══ Records to use

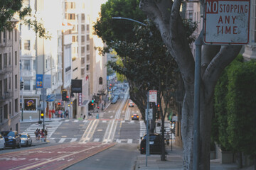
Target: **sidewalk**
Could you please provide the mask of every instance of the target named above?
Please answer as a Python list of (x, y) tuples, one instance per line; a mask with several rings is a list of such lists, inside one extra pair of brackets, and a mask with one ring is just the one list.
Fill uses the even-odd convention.
[[(58, 120), (66, 120), (65, 118), (51, 118), (50, 120), (48, 118), (45, 118), (45, 122), (51, 122), (51, 121), (58, 121)], [(40, 119), (40, 120), (41, 120), (43, 122), (42, 119)], [(38, 118), (35, 118), (35, 119), (23, 119), (23, 121), (21, 121), (21, 120), (20, 120), (20, 123), (38, 123)]]
[[(183, 169), (183, 149), (182, 148), (173, 145), (173, 150), (167, 149), (166, 161), (161, 162), (159, 154), (151, 154), (147, 157), (147, 166), (146, 166), (146, 155), (140, 154), (137, 157), (136, 170), (144, 169)], [(234, 170), (238, 169), (235, 164), (221, 164), (219, 159), (210, 160), (210, 170)], [(241, 169), (243, 170), (252, 170), (253, 167)]]

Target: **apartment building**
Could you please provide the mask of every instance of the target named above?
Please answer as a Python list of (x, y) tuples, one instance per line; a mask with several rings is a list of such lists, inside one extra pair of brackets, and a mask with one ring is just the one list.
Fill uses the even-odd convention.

════

Goal -> Format every line of the data above as a numbered list, omitting blank lines and leaving the pictures out of the answer.

Response to the exercise ->
1. Target: **sidewalk**
2. Could you please provide the mask of every instance of the target named above?
3. Please answer as a Python list of (x, y) tuples, one instance per line; a mask with several rings is a list of such lists, inside one extra pair of brackets, and a mask with one ring is just the one list.
4. Fill uses the even-odd convention.
5. [[(58, 120), (66, 120), (65, 118), (51, 118), (50, 120), (48, 118), (45, 118), (45, 122), (51, 122), (51, 121), (58, 121)], [(40, 119), (40, 120), (41, 120), (43, 122), (42, 119)], [(38, 118), (35, 118), (35, 119), (23, 119), (23, 121), (21, 121), (21, 120), (20, 120), (20, 123), (38, 123)]]
6. [[(183, 169), (183, 149), (182, 148), (173, 145), (173, 150), (167, 149), (166, 161), (161, 162), (159, 154), (151, 154), (147, 157), (147, 166), (146, 166), (146, 155), (140, 154), (137, 157), (136, 170), (144, 169)], [(234, 170), (238, 169), (235, 164), (221, 164), (219, 159), (210, 160), (210, 170)], [(241, 169), (243, 170), (252, 170), (253, 167)]]
7. Target: **apartment building**
8. Could you please provide the mask of every instance of the target named above?
9. Please answer as a Python list of (x, y) tuples, one instance per line; a mask with several rings is a list of such lists, inside one extra pair of brackets, and a mask with one ring is just the one list.
10. Fill uses the even-odd convention.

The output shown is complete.